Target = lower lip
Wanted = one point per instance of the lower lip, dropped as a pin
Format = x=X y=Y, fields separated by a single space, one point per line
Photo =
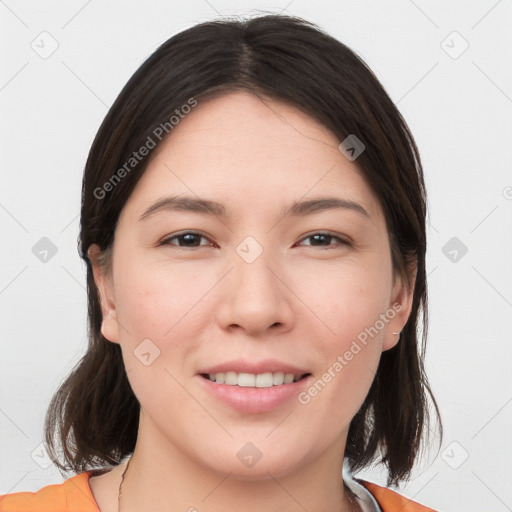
x=255 y=400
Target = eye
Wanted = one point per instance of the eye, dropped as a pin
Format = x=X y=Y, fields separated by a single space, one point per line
x=324 y=239
x=189 y=239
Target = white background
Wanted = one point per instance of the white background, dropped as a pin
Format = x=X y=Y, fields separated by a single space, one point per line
x=459 y=110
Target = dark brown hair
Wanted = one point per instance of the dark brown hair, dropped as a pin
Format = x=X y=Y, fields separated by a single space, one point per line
x=94 y=414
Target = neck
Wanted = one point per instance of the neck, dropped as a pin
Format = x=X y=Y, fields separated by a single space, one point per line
x=178 y=482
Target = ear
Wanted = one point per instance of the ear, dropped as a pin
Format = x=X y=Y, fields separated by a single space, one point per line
x=401 y=304
x=103 y=280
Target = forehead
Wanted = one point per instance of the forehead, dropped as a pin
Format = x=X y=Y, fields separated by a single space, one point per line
x=245 y=150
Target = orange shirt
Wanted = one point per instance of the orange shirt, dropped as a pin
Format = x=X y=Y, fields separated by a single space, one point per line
x=75 y=495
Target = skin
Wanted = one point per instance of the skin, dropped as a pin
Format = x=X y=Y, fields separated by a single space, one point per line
x=202 y=304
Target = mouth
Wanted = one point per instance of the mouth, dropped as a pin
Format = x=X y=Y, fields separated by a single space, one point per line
x=252 y=380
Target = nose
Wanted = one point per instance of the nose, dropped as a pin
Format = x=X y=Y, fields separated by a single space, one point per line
x=255 y=298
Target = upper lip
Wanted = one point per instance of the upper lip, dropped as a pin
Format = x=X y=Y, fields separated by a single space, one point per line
x=256 y=367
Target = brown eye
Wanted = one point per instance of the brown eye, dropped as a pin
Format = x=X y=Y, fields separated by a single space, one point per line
x=324 y=240
x=187 y=239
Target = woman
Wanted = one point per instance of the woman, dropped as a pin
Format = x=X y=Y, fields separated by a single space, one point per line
x=253 y=221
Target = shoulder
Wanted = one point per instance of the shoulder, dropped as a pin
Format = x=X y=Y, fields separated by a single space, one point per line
x=72 y=495
x=391 y=501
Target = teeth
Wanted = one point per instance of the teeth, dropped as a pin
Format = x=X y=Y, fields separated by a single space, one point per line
x=250 y=380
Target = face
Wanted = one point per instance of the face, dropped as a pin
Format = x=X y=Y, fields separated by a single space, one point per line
x=252 y=290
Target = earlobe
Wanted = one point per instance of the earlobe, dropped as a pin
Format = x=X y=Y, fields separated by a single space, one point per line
x=103 y=280
x=401 y=304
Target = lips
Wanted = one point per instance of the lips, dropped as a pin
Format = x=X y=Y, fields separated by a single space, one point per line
x=255 y=367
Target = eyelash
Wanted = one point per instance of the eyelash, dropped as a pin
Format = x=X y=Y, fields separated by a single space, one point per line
x=342 y=241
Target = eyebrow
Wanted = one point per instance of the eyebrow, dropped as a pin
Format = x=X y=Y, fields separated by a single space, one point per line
x=207 y=207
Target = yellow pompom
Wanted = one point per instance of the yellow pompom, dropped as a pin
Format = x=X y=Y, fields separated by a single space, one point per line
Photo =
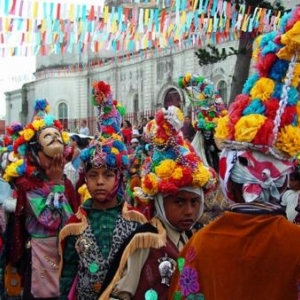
x=65 y=137
x=201 y=176
x=114 y=150
x=288 y=140
x=38 y=124
x=262 y=89
x=222 y=131
x=165 y=169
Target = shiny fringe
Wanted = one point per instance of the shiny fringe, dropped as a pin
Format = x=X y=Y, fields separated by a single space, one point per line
x=140 y=240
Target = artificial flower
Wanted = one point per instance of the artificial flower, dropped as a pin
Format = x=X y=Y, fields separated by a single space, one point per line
x=150 y=184
x=167 y=187
x=114 y=150
x=165 y=169
x=288 y=140
x=66 y=137
x=202 y=176
x=296 y=76
x=222 y=131
x=28 y=134
x=246 y=128
x=291 y=40
x=38 y=124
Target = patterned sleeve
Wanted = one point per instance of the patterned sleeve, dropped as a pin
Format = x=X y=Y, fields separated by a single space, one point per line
x=69 y=267
x=52 y=210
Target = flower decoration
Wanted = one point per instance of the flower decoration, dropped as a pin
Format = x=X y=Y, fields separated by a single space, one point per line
x=108 y=150
x=266 y=116
x=23 y=135
x=173 y=163
x=13 y=130
x=205 y=98
x=100 y=92
x=17 y=169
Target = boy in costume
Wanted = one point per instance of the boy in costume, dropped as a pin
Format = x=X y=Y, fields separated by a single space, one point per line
x=93 y=236
x=173 y=181
x=44 y=202
x=253 y=251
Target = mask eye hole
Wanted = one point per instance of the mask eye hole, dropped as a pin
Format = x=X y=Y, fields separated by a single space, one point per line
x=243 y=161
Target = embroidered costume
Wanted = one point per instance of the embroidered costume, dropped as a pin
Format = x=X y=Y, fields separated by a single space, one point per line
x=90 y=241
x=148 y=260
x=241 y=254
x=45 y=201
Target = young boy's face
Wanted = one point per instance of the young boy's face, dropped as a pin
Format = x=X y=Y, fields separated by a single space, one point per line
x=182 y=209
x=100 y=183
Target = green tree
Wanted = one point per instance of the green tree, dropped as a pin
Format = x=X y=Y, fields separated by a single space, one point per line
x=212 y=54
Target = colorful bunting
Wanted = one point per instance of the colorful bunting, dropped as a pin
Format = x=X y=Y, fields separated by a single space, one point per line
x=45 y=27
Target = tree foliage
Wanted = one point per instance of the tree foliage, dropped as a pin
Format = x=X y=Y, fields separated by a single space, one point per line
x=211 y=54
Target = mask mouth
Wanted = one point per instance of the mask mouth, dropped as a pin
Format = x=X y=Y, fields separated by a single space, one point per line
x=54 y=141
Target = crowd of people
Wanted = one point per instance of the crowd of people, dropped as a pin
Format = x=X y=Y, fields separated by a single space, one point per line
x=172 y=208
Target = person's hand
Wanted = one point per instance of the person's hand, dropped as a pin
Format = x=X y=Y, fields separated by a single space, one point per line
x=55 y=169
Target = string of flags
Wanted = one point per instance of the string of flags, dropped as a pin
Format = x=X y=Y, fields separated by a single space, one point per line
x=44 y=27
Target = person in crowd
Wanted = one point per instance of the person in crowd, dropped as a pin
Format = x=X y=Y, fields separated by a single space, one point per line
x=73 y=167
x=240 y=254
x=91 y=238
x=290 y=198
x=10 y=278
x=188 y=129
x=135 y=130
x=142 y=125
x=83 y=129
x=209 y=107
x=134 y=144
x=127 y=132
x=45 y=201
x=174 y=178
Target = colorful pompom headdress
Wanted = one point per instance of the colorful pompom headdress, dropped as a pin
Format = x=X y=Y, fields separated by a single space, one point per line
x=174 y=163
x=266 y=115
x=205 y=99
x=108 y=149
x=26 y=139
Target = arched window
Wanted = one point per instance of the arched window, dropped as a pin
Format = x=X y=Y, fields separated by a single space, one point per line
x=63 y=114
x=222 y=88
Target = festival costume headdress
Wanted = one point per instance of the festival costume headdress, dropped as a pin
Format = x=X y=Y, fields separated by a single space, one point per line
x=26 y=138
x=173 y=163
x=265 y=116
x=108 y=149
x=261 y=133
x=205 y=99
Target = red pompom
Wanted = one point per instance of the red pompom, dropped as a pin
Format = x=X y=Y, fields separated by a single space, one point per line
x=264 y=135
x=271 y=108
x=265 y=63
x=288 y=115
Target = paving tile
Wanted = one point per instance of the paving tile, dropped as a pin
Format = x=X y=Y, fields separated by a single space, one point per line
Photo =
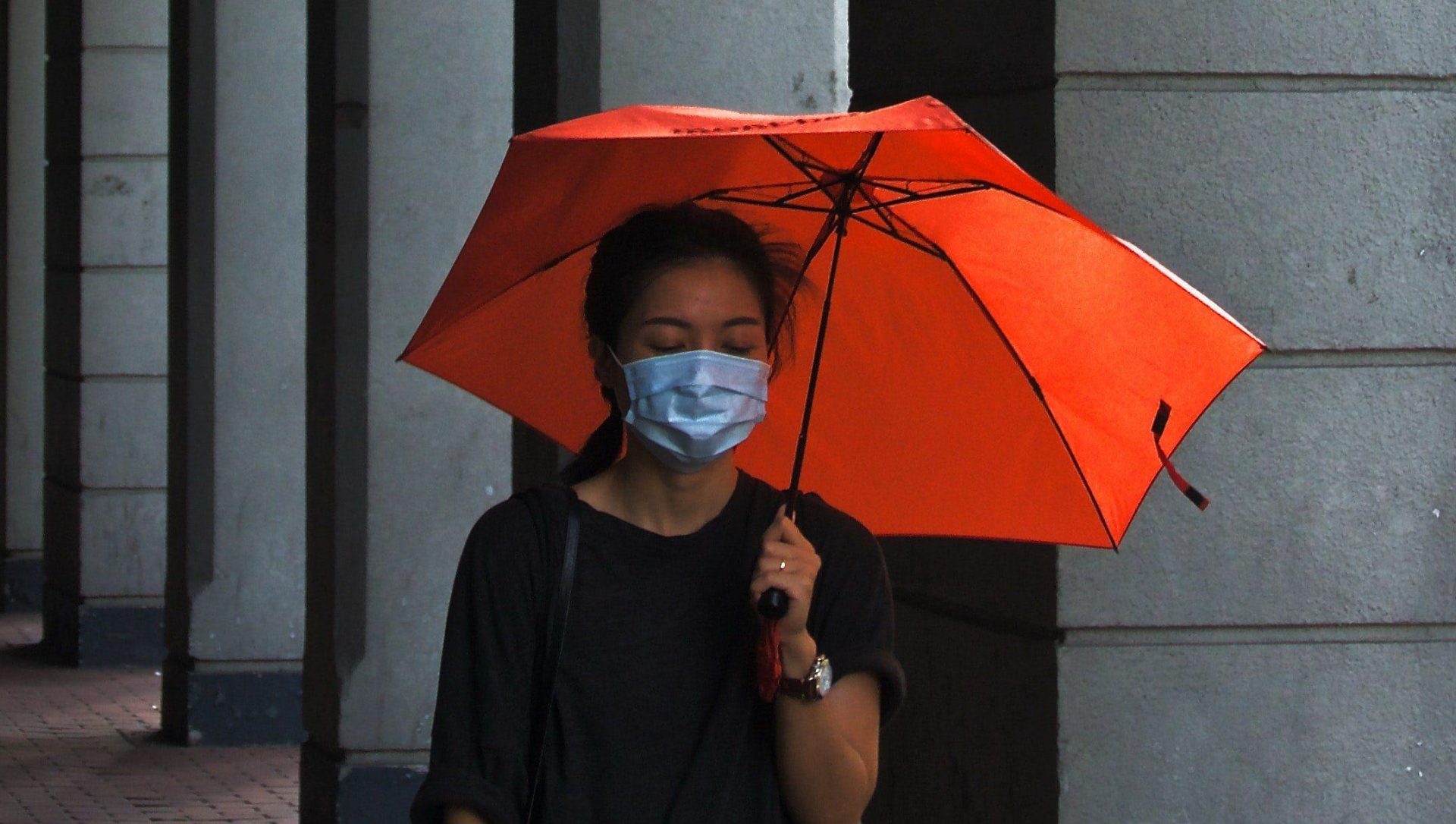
x=80 y=746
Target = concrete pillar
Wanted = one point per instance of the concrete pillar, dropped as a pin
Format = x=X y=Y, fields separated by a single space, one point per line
x=1285 y=656
x=410 y=112
x=25 y=303
x=105 y=326
x=237 y=380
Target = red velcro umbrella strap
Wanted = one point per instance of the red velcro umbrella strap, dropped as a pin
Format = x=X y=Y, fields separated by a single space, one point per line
x=1159 y=423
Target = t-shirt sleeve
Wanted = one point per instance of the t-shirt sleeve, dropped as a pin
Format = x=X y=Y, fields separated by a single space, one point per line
x=852 y=608
x=481 y=724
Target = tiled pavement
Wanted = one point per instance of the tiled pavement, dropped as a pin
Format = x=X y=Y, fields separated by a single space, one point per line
x=82 y=746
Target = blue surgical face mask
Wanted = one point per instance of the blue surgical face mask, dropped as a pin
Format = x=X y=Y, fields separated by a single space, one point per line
x=691 y=408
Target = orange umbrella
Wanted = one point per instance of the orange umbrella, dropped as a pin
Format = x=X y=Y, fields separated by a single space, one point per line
x=993 y=366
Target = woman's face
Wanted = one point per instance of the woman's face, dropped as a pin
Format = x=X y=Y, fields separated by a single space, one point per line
x=696 y=304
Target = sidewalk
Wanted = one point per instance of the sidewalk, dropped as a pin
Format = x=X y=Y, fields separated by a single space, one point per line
x=82 y=746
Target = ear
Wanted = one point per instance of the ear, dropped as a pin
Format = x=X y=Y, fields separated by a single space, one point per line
x=601 y=363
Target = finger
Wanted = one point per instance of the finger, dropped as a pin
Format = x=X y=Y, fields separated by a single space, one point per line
x=794 y=586
x=770 y=562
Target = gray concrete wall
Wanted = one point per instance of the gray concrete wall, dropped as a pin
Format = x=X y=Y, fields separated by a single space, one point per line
x=237 y=532
x=25 y=304
x=758 y=55
x=1285 y=654
x=105 y=356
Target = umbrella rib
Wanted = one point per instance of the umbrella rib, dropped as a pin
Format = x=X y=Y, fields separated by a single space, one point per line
x=770 y=204
x=932 y=250
x=929 y=197
x=804 y=165
x=808 y=258
x=1025 y=373
x=791 y=196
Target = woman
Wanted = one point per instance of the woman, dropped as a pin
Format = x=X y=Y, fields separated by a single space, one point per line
x=657 y=715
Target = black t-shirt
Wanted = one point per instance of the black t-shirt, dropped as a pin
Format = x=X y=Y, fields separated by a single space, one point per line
x=655 y=715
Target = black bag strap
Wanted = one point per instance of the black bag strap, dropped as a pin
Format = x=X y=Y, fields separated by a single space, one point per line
x=555 y=625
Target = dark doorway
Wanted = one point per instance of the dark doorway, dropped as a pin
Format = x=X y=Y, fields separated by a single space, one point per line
x=976 y=621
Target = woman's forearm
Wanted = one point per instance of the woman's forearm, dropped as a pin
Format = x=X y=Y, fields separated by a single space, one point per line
x=821 y=776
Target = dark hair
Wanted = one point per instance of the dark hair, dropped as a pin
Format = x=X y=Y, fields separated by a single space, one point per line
x=632 y=253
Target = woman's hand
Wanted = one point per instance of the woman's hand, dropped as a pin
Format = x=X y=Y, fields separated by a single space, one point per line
x=783 y=542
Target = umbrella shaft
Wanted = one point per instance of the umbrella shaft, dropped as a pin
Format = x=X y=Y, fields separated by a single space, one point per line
x=840 y=217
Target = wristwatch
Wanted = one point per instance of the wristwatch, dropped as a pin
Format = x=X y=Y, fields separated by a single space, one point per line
x=813 y=686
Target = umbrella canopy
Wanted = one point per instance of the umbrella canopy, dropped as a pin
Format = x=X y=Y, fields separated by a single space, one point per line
x=992 y=364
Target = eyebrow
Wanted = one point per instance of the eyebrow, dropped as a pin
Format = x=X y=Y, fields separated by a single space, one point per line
x=663 y=319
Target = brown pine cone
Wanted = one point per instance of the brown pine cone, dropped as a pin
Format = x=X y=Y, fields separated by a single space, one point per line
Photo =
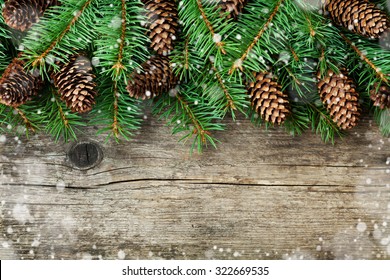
x=17 y=86
x=163 y=24
x=380 y=95
x=338 y=93
x=359 y=16
x=75 y=84
x=268 y=100
x=155 y=78
x=22 y=14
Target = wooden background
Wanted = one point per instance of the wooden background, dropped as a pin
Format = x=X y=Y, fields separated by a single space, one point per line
x=260 y=195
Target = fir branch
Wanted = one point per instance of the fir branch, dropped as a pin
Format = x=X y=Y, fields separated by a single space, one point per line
x=205 y=28
x=198 y=130
x=186 y=54
x=189 y=113
x=219 y=44
x=116 y=112
x=382 y=118
x=120 y=47
x=230 y=103
x=322 y=123
x=63 y=30
x=377 y=70
x=118 y=66
x=27 y=122
x=58 y=119
x=239 y=61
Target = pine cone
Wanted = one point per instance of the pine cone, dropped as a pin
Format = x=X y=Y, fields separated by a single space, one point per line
x=359 y=16
x=17 y=86
x=156 y=77
x=22 y=14
x=268 y=99
x=380 y=95
x=75 y=84
x=233 y=7
x=163 y=24
x=338 y=93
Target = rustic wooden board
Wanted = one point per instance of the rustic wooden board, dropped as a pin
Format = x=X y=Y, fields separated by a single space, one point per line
x=260 y=195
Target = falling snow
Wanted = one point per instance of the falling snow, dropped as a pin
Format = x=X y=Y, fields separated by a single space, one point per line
x=217 y=38
x=121 y=255
x=60 y=186
x=21 y=213
x=361 y=227
x=95 y=61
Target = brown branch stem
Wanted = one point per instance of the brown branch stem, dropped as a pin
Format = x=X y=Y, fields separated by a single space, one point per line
x=377 y=70
x=197 y=127
x=230 y=102
x=39 y=59
x=114 y=126
x=257 y=38
x=219 y=44
x=119 y=65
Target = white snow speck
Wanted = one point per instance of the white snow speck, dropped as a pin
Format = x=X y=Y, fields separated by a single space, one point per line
x=35 y=243
x=21 y=213
x=115 y=23
x=385 y=241
x=10 y=230
x=238 y=63
x=95 y=61
x=173 y=92
x=121 y=255
x=361 y=227
x=60 y=186
x=217 y=38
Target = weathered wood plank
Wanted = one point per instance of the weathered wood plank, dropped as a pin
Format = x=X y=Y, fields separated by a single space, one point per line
x=259 y=195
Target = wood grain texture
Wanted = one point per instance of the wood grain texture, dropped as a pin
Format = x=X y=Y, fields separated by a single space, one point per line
x=260 y=195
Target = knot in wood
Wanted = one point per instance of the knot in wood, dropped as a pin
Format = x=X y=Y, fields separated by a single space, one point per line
x=85 y=155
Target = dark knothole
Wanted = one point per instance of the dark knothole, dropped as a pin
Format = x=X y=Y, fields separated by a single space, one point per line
x=85 y=155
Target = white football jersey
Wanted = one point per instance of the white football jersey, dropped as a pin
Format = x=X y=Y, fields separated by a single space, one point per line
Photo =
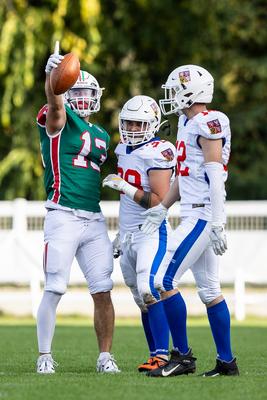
x=134 y=166
x=193 y=180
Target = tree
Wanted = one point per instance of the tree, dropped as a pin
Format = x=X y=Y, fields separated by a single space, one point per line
x=131 y=47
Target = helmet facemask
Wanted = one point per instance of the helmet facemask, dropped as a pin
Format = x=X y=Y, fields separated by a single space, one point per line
x=135 y=132
x=84 y=96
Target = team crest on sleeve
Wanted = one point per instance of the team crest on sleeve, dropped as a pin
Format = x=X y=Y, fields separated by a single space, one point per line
x=184 y=76
x=214 y=126
x=168 y=154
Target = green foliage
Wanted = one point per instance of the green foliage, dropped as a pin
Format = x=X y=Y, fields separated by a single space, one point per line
x=131 y=47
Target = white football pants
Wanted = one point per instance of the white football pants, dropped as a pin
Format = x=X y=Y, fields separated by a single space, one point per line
x=67 y=236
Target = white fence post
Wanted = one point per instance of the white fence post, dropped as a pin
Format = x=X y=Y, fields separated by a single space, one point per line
x=20 y=233
x=240 y=311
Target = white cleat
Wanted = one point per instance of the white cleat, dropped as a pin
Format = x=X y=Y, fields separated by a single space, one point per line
x=45 y=364
x=107 y=365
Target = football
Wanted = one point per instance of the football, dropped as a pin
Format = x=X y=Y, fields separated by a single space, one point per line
x=66 y=74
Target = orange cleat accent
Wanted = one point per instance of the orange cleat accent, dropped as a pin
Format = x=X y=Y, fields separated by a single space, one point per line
x=152 y=363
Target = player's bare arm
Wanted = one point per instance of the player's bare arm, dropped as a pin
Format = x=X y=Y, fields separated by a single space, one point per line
x=159 y=181
x=56 y=114
x=212 y=151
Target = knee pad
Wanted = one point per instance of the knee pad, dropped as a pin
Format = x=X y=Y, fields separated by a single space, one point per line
x=105 y=285
x=55 y=283
x=208 y=295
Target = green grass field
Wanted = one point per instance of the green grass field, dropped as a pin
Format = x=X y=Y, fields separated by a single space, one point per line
x=75 y=351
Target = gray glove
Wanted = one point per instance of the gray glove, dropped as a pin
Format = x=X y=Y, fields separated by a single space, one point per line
x=117 y=246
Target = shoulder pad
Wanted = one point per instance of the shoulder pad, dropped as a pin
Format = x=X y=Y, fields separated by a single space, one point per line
x=212 y=124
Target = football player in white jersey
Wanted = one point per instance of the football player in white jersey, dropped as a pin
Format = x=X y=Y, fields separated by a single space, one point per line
x=203 y=148
x=145 y=167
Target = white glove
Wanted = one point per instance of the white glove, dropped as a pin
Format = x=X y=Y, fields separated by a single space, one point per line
x=116 y=182
x=154 y=218
x=53 y=62
x=117 y=246
x=218 y=239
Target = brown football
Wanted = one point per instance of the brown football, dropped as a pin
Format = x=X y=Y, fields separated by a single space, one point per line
x=66 y=74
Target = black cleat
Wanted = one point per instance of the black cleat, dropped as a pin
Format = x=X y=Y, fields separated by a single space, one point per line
x=223 y=368
x=178 y=364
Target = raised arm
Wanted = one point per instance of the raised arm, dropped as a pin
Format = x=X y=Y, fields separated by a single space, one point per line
x=56 y=114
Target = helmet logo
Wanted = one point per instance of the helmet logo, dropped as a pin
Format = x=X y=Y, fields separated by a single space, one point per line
x=154 y=108
x=184 y=76
x=214 y=126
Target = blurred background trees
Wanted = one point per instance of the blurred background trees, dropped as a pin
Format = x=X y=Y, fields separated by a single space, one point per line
x=131 y=47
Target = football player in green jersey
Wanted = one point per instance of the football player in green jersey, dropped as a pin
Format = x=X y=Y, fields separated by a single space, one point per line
x=73 y=150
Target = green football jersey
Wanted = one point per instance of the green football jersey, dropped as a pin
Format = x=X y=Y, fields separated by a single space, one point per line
x=72 y=161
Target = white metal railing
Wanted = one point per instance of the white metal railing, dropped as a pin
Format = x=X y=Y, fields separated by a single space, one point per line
x=21 y=243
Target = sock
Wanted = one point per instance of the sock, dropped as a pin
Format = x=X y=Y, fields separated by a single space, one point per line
x=104 y=355
x=219 y=319
x=176 y=314
x=46 y=320
x=159 y=327
x=148 y=334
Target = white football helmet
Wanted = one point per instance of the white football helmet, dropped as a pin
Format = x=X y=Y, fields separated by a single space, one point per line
x=185 y=86
x=84 y=96
x=139 y=120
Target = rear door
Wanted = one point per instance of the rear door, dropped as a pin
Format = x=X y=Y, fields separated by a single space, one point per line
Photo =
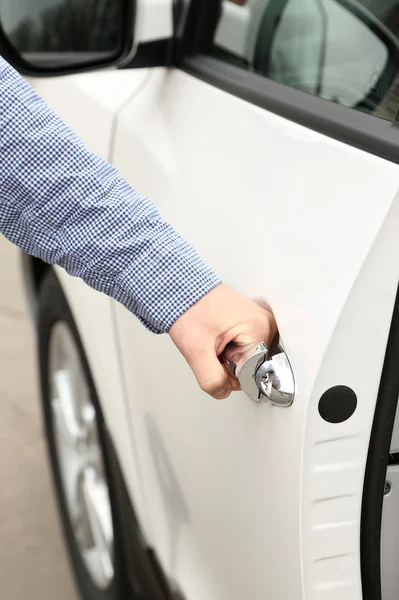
x=272 y=149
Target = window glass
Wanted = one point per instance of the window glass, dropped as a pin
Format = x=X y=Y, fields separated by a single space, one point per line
x=47 y=29
x=345 y=51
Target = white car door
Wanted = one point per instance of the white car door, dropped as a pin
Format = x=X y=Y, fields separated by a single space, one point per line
x=292 y=197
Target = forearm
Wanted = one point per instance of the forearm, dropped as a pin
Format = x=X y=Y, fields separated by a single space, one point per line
x=67 y=206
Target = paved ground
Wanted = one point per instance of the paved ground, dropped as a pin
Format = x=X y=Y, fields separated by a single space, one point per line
x=33 y=562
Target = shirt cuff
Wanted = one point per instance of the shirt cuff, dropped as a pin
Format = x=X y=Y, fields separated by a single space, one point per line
x=165 y=282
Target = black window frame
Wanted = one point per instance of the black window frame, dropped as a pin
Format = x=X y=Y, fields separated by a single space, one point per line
x=366 y=132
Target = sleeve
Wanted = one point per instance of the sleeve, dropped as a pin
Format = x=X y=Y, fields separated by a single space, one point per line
x=67 y=206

### WHAT YOU ARE ASKED TO DO
Extract, exactly, the lines above that begin at the line containing "Target = window glass" and end at the final line of the records; add no other text.

### TASK ANSWER
Target = window glass
Wanted = one point per instance of the window glass, dropped as a pin
Format = x=X y=Y, fields separated by a single space, one point per line
x=47 y=29
x=345 y=51
Target = white car door
Wanted = one point per instance of the white car door, dropped as a pin
Format = x=X y=Y, fields separated by a single space, one point per line
x=292 y=197
Target = forearm
Wanted = one point per instance of the forearm, dropped as a pin
Format = x=X y=Y, fields separated by a single space, one point per line
x=67 y=206
Target = paved ground
Wanted = one point per instance of the paved ground, dropped as a pin
Format = x=X y=Y, fields separated by a single space, one point per line
x=33 y=562
Target = shirt cuff
Wanted = one point per instance of the shirt cuff, dropped as a pin
Format = x=X y=Y, fields separated by a single space, one point per line
x=165 y=282
Target = black window frame
Wanted = one point per instance of the black window frame, dropped as a pin
Format = x=X y=Y, fields separated by a single space, one point per line
x=366 y=132
Target = sleeve
Wanted = one point per instance of the sleeve, dropped as a pin
Format = x=X y=Y, fields separated by a single space, one point per line
x=67 y=206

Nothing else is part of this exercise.